Could you give the records below again exactly, without the pictures?

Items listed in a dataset
::::

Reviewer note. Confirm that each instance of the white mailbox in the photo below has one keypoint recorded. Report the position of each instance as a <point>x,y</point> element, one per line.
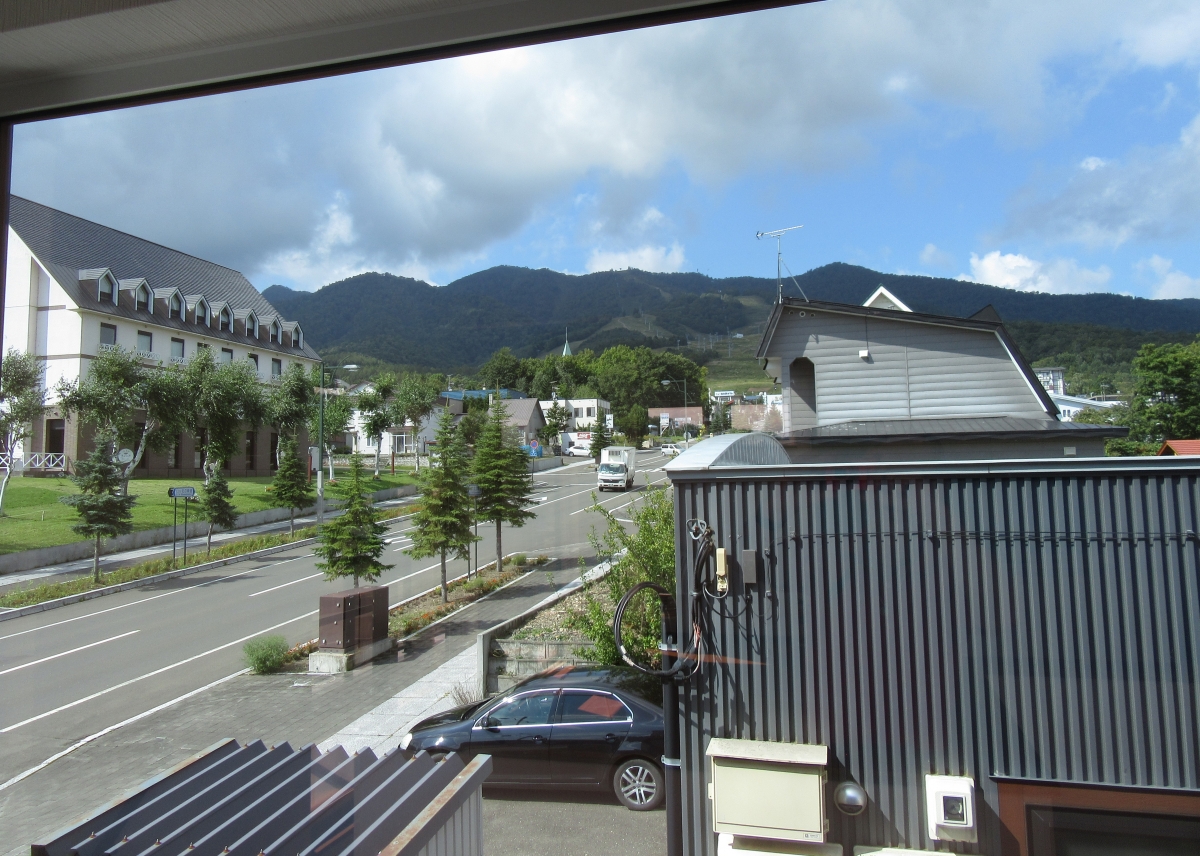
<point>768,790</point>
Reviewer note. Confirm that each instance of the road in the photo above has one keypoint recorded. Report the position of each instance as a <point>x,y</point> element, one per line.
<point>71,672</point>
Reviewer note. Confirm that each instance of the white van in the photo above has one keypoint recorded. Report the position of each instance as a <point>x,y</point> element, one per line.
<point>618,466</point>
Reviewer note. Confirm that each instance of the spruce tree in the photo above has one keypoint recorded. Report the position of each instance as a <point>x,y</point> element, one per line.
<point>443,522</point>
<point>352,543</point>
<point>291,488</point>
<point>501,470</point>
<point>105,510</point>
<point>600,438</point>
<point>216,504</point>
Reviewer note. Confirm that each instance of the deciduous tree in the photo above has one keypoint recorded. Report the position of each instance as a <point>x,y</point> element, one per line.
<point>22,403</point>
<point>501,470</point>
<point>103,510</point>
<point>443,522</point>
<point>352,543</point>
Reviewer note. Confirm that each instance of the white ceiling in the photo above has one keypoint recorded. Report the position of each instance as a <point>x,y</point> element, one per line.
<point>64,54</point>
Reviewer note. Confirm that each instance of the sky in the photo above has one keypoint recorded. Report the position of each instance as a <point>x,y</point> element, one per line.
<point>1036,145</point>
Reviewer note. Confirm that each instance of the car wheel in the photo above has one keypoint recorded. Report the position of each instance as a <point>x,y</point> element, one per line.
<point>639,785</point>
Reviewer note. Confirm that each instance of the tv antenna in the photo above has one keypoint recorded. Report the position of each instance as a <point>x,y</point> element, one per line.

::::

*Exercise response*
Reviewer note. Confirm that each instance of the white mailbox in the photo below has one keypoint recorded. Report the position of each instance as a <point>x,y</point> element, one per line.
<point>768,790</point>
Reviewer note. Confirm that each instance of the road in the photo above has one keypoint recorded. Report the position of each instance as a <point>x,y</point> element, one per line.
<point>71,672</point>
Reviewer note. Confirm that each instance of the white van in the photo above has one keypoint recorded. Report the position of each instance as a <point>x,y</point> element, one per line.
<point>618,466</point>
Reviewer note. Confirm that each instance of the spruce tree in the photo above has one keypoint recorded. Report the position of each instance as a <point>x,y</point> element, one per line.
<point>443,522</point>
<point>352,543</point>
<point>291,488</point>
<point>501,470</point>
<point>105,510</point>
<point>600,438</point>
<point>216,504</point>
Reviewer note. Confirm that each instance of the deciduous tree in the photo above has one keypoint recorded. Report the position of each instance as a <point>x,y</point> element, one per line.
<point>22,403</point>
<point>501,470</point>
<point>103,510</point>
<point>443,522</point>
<point>352,543</point>
Reviewer note. Confirm that each instance of the white ceiling in the photo above has one keypoint recorded. Report the position of each instance as a <point>x,y</point> element, one per line.
<point>64,54</point>
Reviewer note. Confirm that each instance of the sky in the photo above has one keypoint recorded. Report the position of each instance as a <point>x,y</point> element, one per line.
<point>1036,145</point>
Reviewer note. Confirm that each instance of the car wheel in the photo above has one keypoint recorded. Report the position of each instance as a <point>x,y</point> element, one per line.
<point>639,785</point>
Reviewer note. Confirm that each instance of the tv antenna in the photo above has one keypoint recorded. Report the position of each instance as a <point>x,y</point> element, one per line.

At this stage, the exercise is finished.